**QUOTED PASSAGE:**
##############################
When I meet with Kim for dinner the following evening, she tells me that she is secretly involved with a professor of economics and wants to give the relationship time to grow. She has agreed to the matchmaking charade only to appease her parents.
make what you will of young South Koreans’ obsession with cyberwarfare and the search for the perfect partner, but these pursuits occur against a backdrop of unrelenting crisis. Tensions with North Korea escalated in 1993, not long after President Clinton’s visit to the DMZ.
Through aerial and satellite photography, the United States discovered in 1989 that North Korea had built a secret reprocessing facility that could turn spent fuel from a nuclear power station into weapons-grade plutonium. The North Koreans turned away international inspection teams from suspected nuclear waste sites at Yongbyon, and then, in 1993, threatened to withdraw from the Nuclear Non-Proliferation Treaty. In 1994, Clinton ordered the Pentagon to explore a military option against the North Korean nuclear program. “We were dead earnest in the Defense Department both about a strike on Yongbyon and a wider war plan,” recalls Ashton Carter, former assistant secretary of defense. Then, in July 1994, North Korea’s “Great Leader,” Kim Il Sung, died of a heart attack at age 82. He was succeeded by his son, Kim Jong Il, then 53, a movie-loving playboy turned despot who is thought to have played a leading role in the secret Yongbyon nuclear program. By October of that year, the United States and North Korea, concluding a series of tortuous negotiations, reached a settlement. Under this socalled Agreed Framework, North Korea would shut down the Yongbyon facilities and stop construction of a nuclearplant at another location. In return, the United States would help the Pyongyang regime build two nuclear power stations for domestic energy production with light-water reactors (whose fuel cannot easily be converted to weapons production). Moreover, Washington also agreed to donate 500,000 tons of fuel oil annually to North Korea until the first lightwater reactor became operational.
##############################
**DATASET EXCERPT:**
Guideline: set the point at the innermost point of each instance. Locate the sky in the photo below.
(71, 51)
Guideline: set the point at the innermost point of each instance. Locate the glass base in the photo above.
##############################
**EXERCISE DESCRIPTION:** Condense the paragraph of the South Korea text that begins "Through aerial and satellite photography" into a short bulleted list of its main facts.

**ANSWER SECTION:**
- In 1989, aerial and satellite photography showed the United States that North Korea had built a secret reprocessing facility. It could turn spent nuclear fuel into weapons-grade plutonium.
- North Korea turned international inspectors away from suspected nuclear waste sites at Yongbyon. In 1993, it threatened to withdraw from the Nuclear Non-Proliferation Treaty.
- In 1994, Clinton ordered the Pentagon to explore a military option. Former assistant secretary of defense Ashton Carter recalls that the Defense Department was in dead earnest about a strike on Yongbyon and a wider war plan.
- In July 1994, Kim Il Sung died of a heart attack at 82. His son Kim Jong Il, thought to have played a leading role in the Yongbyon program, succeeded him.
- In October 1994, the two countries reached the Agreed Framework:
  - North Korea would shut down Yongbyon and stop building a nuclear plant at another location.
  - The United States would help build two light-water-reactor power stations for domestic energy.
  - The United States would donate 500,000 tons of fuel oil a year until the first reactor became operational.